[start of DATASET EXTRACT]
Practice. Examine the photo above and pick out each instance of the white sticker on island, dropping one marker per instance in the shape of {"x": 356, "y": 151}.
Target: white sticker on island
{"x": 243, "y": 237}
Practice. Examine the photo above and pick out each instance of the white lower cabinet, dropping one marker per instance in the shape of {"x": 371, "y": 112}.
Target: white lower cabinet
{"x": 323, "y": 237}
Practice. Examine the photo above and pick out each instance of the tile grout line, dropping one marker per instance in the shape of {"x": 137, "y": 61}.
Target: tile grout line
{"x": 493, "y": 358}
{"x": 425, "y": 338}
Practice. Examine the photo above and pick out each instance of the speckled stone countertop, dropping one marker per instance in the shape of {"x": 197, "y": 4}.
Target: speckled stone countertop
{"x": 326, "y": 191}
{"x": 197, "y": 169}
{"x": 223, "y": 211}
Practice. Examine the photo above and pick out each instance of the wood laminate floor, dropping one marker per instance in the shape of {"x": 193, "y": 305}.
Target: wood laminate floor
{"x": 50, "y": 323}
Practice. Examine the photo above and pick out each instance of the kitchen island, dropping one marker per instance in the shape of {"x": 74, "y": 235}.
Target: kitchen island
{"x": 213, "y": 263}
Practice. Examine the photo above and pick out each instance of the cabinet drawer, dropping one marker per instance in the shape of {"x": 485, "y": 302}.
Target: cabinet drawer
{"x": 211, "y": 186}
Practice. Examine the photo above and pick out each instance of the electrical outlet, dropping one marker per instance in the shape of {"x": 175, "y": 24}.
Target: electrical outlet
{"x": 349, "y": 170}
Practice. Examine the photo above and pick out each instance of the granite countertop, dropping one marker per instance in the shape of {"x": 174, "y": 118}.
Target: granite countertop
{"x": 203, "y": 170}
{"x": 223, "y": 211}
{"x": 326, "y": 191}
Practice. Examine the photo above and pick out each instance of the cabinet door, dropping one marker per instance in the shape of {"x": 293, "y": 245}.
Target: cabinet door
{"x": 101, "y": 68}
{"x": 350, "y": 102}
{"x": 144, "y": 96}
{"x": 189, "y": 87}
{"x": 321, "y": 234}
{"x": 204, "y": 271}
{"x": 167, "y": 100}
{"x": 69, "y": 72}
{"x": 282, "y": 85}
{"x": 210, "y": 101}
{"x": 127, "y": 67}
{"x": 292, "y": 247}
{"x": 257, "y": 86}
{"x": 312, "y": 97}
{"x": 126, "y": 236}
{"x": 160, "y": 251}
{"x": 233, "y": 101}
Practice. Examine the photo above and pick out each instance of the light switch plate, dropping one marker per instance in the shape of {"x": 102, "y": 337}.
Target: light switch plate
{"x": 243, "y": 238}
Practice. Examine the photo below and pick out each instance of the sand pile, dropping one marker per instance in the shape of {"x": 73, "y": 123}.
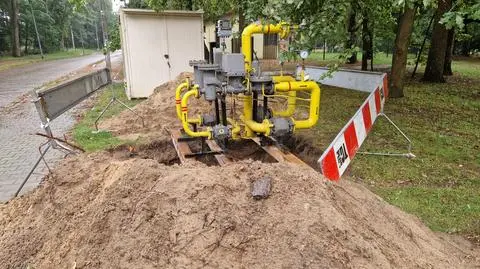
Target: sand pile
{"x": 115, "y": 209}
{"x": 109, "y": 210}
{"x": 158, "y": 113}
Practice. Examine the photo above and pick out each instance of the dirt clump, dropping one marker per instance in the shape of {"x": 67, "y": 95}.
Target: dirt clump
{"x": 136, "y": 207}
{"x": 99, "y": 211}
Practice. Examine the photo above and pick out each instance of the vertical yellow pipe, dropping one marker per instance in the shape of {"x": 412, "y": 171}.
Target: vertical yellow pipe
{"x": 292, "y": 98}
{"x": 311, "y": 86}
{"x": 185, "y": 121}
{"x": 255, "y": 28}
{"x": 178, "y": 97}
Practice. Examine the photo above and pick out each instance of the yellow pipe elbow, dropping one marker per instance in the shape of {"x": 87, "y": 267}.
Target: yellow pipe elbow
{"x": 178, "y": 97}
{"x": 258, "y": 28}
{"x": 314, "y": 100}
{"x": 291, "y": 106}
{"x": 263, "y": 128}
{"x": 278, "y": 79}
{"x": 185, "y": 121}
{"x": 235, "y": 129}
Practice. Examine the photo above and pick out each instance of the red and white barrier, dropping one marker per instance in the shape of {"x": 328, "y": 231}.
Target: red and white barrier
{"x": 336, "y": 158}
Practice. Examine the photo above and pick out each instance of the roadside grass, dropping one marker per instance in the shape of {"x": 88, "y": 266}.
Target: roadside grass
{"x": 84, "y": 132}
{"x": 442, "y": 184}
{"x": 379, "y": 58}
{"x": 8, "y": 62}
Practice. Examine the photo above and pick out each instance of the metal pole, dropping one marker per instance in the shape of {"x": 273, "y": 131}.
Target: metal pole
{"x": 73, "y": 38}
{"x": 36, "y": 29}
{"x": 96, "y": 34}
{"x": 42, "y": 154}
{"x": 108, "y": 63}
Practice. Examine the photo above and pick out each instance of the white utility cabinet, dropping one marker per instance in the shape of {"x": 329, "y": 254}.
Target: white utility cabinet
{"x": 157, "y": 47}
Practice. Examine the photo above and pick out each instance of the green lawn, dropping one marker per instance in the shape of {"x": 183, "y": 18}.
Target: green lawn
{"x": 331, "y": 57}
{"x": 441, "y": 185}
{"x": 84, "y": 132}
{"x": 8, "y": 62}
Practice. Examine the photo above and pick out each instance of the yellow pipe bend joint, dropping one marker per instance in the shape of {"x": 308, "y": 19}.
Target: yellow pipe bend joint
{"x": 185, "y": 121}
{"x": 263, "y": 128}
{"x": 256, "y": 28}
{"x": 311, "y": 86}
{"x": 178, "y": 101}
{"x": 282, "y": 29}
{"x": 235, "y": 129}
{"x": 178, "y": 97}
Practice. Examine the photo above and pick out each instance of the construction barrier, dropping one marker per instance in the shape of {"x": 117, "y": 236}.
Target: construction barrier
{"x": 336, "y": 158}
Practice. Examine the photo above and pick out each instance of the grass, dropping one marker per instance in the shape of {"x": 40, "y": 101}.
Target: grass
{"x": 84, "y": 132}
{"x": 379, "y": 58}
{"x": 9, "y": 62}
{"x": 441, "y": 185}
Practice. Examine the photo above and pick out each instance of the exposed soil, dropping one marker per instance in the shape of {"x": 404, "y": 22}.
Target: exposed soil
{"x": 137, "y": 208}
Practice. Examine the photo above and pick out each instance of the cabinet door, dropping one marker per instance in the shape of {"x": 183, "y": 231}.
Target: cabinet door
{"x": 185, "y": 42}
{"x": 146, "y": 45}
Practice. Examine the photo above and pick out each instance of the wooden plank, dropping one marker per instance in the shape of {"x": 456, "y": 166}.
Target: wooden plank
{"x": 221, "y": 158}
{"x": 278, "y": 154}
{"x": 182, "y": 148}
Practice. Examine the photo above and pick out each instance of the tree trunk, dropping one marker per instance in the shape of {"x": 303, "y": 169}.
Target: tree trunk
{"x": 15, "y": 29}
{"x": 352, "y": 35}
{"x": 436, "y": 55}
{"x": 26, "y": 39}
{"x": 367, "y": 42}
{"x": 399, "y": 62}
{"x": 447, "y": 70}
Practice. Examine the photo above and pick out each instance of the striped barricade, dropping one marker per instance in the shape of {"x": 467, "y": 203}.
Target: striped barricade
{"x": 336, "y": 158}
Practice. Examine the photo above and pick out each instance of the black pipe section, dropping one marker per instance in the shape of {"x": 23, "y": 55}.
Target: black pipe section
[end of DATASET EXTRACT]
◆ **TASK REQUIREMENTS**
Rewrite all of the records above, changing "Target" to "Label" everywhere and keeping everything else the same. Leave the pictures out.

◆ **RESULT OF THIS TASK**
Practice. Examine the photo above and pick out each instance of the white sticker on island, dropping one marker per instance in the shape of {"x": 356, "y": 151}.
Label: white sticker on island
{"x": 243, "y": 237}
Practice. Examine the photo above and pick out each instance of the white lower cabinet, dropping one marker per instance in the shape of {"x": 371, "y": 112}.
Label: white lower cabinet
{"x": 323, "y": 237}
Practice. Examine the photo above and pick out each instance of the tile grout line, dropping one marker per instance in the shape of {"x": 137, "y": 61}.
Label: tile grout line
{"x": 493, "y": 358}
{"x": 425, "y": 338}
Practice. Examine the photo above and pick out each instance of the speckled stone countertop, dropping one marker per instance in the shape of {"x": 197, "y": 4}.
Label: speckled stone countertop
{"x": 326, "y": 191}
{"x": 197, "y": 169}
{"x": 223, "y": 211}
Practice. Examine the photo above and pick out each instance of the wood laminate floor, dropping one marker per instance in the shape of {"x": 193, "y": 305}.
Label: wood laminate floor
{"x": 50, "y": 323}
Practice. Examine the photo above and pick out each instance of the kitchen island, dropping one marker per instance in the shape of {"x": 74, "y": 235}.
Label: kitchen island
{"x": 213, "y": 263}
Practice. Examine the photo above and pick out each instance of the cabinet drawer, dropping one marker per instance in the shape of {"x": 485, "y": 302}.
Label: cabinet drawer
{"x": 211, "y": 186}
Practice. Examine the photo above and pick out each instance of the electrical outlet, dropping one marker per instance in the shape of {"x": 175, "y": 24}.
Label: electrical outlet
{"x": 349, "y": 170}
Practice. Examine the photo above and pick out each instance of the granite countertop, dropping one marker per instance in the shape of {"x": 174, "y": 118}.
Label: granite countertop
{"x": 203, "y": 170}
{"x": 223, "y": 211}
{"x": 326, "y": 191}
Practice. Examine the photo above and pick out each instance of the cabinet door, dropping one marker per instance in the shape of {"x": 293, "y": 245}.
Label: cabinet door
{"x": 101, "y": 68}
{"x": 350, "y": 102}
{"x": 144, "y": 96}
{"x": 189, "y": 87}
{"x": 321, "y": 234}
{"x": 204, "y": 271}
{"x": 167, "y": 100}
{"x": 69, "y": 72}
{"x": 282, "y": 85}
{"x": 210, "y": 101}
{"x": 127, "y": 67}
{"x": 292, "y": 247}
{"x": 257, "y": 86}
{"x": 312, "y": 97}
{"x": 126, "y": 236}
{"x": 160, "y": 251}
{"x": 233, "y": 101}
Practice. Examine the photo above and pick out each instance of the light switch plate, dropping one marker per instance in the shape of {"x": 102, "y": 337}.
Label: light switch plate
{"x": 243, "y": 238}
Practice. Examine the photo below and pick out each instance of the sand pile, dropping one marker per instance in the shape of {"x": 73, "y": 123}.
Label: sand pile
{"x": 115, "y": 209}
{"x": 109, "y": 210}
{"x": 158, "y": 113}
Practice. Examine the photo above and pick out each instance of the dirt clump, dropping one marker per instance in the shape of {"x": 67, "y": 95}.
Label: dirt clump
{"x": 136, "y": 207}
{"x": 99, "y": 211}
Practice. Examine the photo above and pick out each instance of the vertical yellow pipe, dropping one marker per instance in the shape of {"x": 412, "y": 171}.
Label: vertical yellow pipe
{"x": 292, "y": 98}
{"x": 311, "y": 86}
{"x": 185, "y": 121}
{"x": 255, "y": 28}
{"x": 178, "y": 97}
Practice. Examine the photo above and pick out each instance of the yellow pipe elbow, dropping one marker per instance in the shape of {"x": 87, "y": 267}.
Label: yellow pipe elbow
{"x": 178, "y": 97}
{"x": 258, "y": 28}
{"x": 314, "y": 100}
{"x": 291, "y": 106}
{"x": 263, "y": 128}
{"x": 278, "y": 79}
{"x": 185, "y": 121}
{"x": 235, "y": 129}
Practice. Examine the photo above and pick out each instance of the red and white barrier, dropping one marker per instance in the shape of {"x": 328, "y": 231}.
Label: red and white barrier
{"x": 336, "y": 158}
Practice. Examine the photo above and pick out each instance of the roadside grass, dropping one marker per instance in the shape of {"x": 88, "y": 266}.
Label: roadside grass
{"x": 84, "y": 132}
{"x": 442, "y": 184}
{"x": 379, "y": 58}
{"x": 8, "y": 62}
Practice. Examine the photo above and pick out each instance of the metal pole, dropping one marker per instance in the shape of {"x": 273, "y": 131}.
Label: metal pole
{"x": 73, "y": 38}
{"x": 36, "y": 29}
{"x": 96, "y": 34}
{"x": 42, "y": 154}
{"x": 108, "y": 63}
Practice. Examine the photo above and pick out each instance of the white utility cabinet, dropping one marker per instance in the shape of {"x": 329, "y": 254}.
Label: white utility cabinet
{"x": 157, "y": 47}
Practice. Examine the photo above and pick out each instance of the green lawn, dropping one marker per instance in the shape of {"x": 183, "y": 18}.
Label: green lawn
{"x": 331, "y": 57}
{"x": 441, "y": 185}
{"x": 84, "y": 132}
{"x": 8, "y": 62}
Practice. Examine the photo above and pick out each instance of the yellow pipe bend joint, dropping one marker per instance in the shape of {"x": 308, "y": 19}.
Label: yellow pipe bend joint
{"x": 185, "y": 121}
{"x": 263, "y": 128}
{"x": 256, "y": 28}
{"x": 311, "y": 86}
{"x": 178, "y": 101}
{"x": 282, "y": 29}
{"x": 235, "y": 129}
{"x": 178, "y": 97}
Practice. Examine the photo above and pick out each instance of the construction barrier, dropping one marker per instance in the shape of {"x": 117, "y": 236}.
Label: construction barrier
{"x": 336, "y": 158}
Practice. Examine the photo above and pick out each instance of the grass, dropping one marker per instance in the shape of {"x": 40, "y": 101}.
Label: grass
{"x": 84, "y": 132}
{"x": 379, "y": 58}
{"x": 9, "y": 62}
{"x": 441, "y": 185}
Practice. Examine the photo above and pick out each instance of the exposed soil, dropping one marker per instance in the shape of {"x": 404, "y": 22}.
Label: exposed soil
{"x": 137, "y": 208}
Practice. Examine the photo above and pick out each instance of the cabinet door, dropping one marker per instance in the shape of {"x": 183, "y": 231}.
Label: cabinet door
{"x": 185, "y": 42}
{"x": 146, "y": 45}
Practice. Examine the photo above and pick out each instance of the wooden plank, dropping one marker per instance in the shape of {"x": 456, "y": 166}.
Label: wooden plank
{"x": 221, "y": 158}
{"x": 278, "y": 154}
{"x": 182, "y": 148}
Practice. Examine the photo above and pick out each instance of the tree trunk, dropping one marker per instance in the shape of {"x": 303, "y": 169}.
Label: tree trunk
{"x": 15, "y": 29}
{"x": 352, "y": 35}
{"x": 436, "y": 55}
{"x": 26, "y": 39}
{"x": 367, "y": 42}
{"x": 399, "y": 62}
{"x": 447, "y": 70}
Practice. Examine the photo above and pick out each instance of the striped barricade, dropping one marker per instance in the shape of {"x": 467, "y": 203}.
Label: striped barricade
{"x": 336, "y": 158}
Practice. Examine the photo above and pick out each instance of the black pipe section, dropping one marker per instance in the shape of {"x": 23, "y": 55}.
Label: black pipe section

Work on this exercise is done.